▸ Material shown
━━━
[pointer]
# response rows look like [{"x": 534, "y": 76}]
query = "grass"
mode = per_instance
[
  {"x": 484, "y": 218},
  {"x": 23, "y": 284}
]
━━━
▸ Task brief
Repeat each of the items above, keeping every line unchanged.

▸ Solution to this task
[pointer]
# response rows look like [{"x": 534, "y": 76}]
query = "grass"
mode = per_instance
[
  {"x": 484, "y": 218},
  {"x": 23, "y": 284}
]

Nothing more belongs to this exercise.